> Directive
Turn the rows into a JSON list of strings, one string per line, starting with the line containing "mark the region of every instance of the rocky" and going on through the last of the rows, both ends included and blank lines omitted. Leave the pictures out of the list.

▶

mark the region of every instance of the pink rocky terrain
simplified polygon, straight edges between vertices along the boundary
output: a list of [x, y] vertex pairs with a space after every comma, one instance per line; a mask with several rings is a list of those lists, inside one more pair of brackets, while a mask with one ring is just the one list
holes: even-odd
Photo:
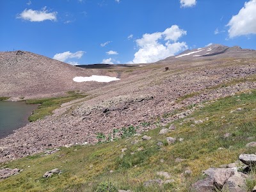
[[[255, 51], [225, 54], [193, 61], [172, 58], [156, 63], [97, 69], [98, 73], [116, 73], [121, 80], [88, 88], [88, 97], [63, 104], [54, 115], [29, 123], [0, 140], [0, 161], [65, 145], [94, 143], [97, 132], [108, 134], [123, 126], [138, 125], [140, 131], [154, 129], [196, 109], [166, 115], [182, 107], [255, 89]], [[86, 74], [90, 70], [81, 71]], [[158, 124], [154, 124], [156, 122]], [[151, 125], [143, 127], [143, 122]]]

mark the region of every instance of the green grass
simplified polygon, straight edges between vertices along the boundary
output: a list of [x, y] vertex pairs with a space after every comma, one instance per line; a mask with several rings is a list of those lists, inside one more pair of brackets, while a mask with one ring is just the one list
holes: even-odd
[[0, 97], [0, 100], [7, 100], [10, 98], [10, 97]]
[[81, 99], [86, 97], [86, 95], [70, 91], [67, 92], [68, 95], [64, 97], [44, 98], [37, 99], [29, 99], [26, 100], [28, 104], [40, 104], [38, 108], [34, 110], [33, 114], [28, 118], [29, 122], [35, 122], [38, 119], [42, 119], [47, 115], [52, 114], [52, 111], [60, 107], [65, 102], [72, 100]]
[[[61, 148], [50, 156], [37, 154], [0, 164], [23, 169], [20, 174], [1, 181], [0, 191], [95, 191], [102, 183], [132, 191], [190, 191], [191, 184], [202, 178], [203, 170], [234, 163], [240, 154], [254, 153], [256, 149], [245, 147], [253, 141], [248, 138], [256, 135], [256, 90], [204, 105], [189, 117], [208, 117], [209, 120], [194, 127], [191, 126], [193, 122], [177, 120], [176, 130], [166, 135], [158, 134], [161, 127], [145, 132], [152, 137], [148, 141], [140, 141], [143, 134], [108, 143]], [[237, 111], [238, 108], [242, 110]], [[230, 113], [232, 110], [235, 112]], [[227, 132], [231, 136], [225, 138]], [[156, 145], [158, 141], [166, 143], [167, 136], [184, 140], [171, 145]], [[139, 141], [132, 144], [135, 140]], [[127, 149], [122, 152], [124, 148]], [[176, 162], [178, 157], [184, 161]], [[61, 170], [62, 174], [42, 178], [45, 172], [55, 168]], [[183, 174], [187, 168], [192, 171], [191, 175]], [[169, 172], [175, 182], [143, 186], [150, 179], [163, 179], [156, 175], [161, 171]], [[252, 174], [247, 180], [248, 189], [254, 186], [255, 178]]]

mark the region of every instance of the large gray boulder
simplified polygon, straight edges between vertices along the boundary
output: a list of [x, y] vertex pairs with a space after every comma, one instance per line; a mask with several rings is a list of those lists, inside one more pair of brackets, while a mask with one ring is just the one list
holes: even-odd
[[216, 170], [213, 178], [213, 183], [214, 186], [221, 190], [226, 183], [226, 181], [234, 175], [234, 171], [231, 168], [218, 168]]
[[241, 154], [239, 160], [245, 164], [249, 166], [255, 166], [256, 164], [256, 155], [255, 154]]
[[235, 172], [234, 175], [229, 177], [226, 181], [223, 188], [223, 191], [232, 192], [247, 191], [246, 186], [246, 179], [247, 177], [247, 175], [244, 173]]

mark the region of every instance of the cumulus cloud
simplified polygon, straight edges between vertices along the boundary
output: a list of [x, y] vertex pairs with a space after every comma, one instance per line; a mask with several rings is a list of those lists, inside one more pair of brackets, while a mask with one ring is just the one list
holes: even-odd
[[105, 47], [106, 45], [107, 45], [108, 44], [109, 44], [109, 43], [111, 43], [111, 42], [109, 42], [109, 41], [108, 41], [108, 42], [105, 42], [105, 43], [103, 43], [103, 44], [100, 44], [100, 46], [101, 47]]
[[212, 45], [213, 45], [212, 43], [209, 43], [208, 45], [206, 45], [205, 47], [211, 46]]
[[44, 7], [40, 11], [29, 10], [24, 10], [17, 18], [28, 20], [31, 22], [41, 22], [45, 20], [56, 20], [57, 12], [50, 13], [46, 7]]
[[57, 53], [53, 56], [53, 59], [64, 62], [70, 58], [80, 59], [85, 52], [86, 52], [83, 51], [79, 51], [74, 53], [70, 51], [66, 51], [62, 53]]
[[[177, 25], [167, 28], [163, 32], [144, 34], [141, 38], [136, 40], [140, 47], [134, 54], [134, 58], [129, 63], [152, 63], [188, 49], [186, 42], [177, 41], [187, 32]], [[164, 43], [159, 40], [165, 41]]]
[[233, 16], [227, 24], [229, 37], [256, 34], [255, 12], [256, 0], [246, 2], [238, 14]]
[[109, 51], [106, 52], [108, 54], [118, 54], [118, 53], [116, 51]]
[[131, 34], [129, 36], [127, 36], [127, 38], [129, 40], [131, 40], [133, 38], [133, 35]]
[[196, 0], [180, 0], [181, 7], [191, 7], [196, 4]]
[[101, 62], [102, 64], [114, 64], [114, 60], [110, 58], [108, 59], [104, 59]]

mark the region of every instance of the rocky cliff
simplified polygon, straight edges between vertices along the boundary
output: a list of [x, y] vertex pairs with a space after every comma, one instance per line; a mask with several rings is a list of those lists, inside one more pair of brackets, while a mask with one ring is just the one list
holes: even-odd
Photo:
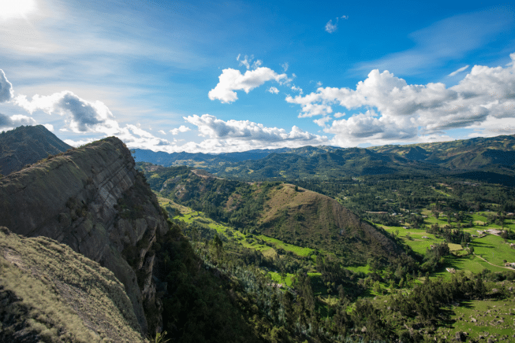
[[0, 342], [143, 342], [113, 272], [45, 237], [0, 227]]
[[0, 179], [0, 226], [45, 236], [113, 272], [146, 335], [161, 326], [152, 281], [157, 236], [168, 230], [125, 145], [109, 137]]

◀

> Expected answer
[
  "mark the region of every instance of the rocky cliff",
  "simplified polygon, straight edges between vertices along the boundary",
  "output: a list of [x, y] vertex pairs with a space after every comma, one instance per line; a mask with several rings is a list of those lists, inside one more pair of brackets, while a mask with one ring is just the one list",
  "holes: even-odd",
  "Photo:",
  "[[0, 342], [143, 342], [113, 272], [45, 237], [0, 227]]",
  "[[0, 179], [0, 226], [45, 236], [113, 272], [146, 335], [161, 326], [152, 281], [157, 236], [168, 230], [125, 145], [109, 137]]"
]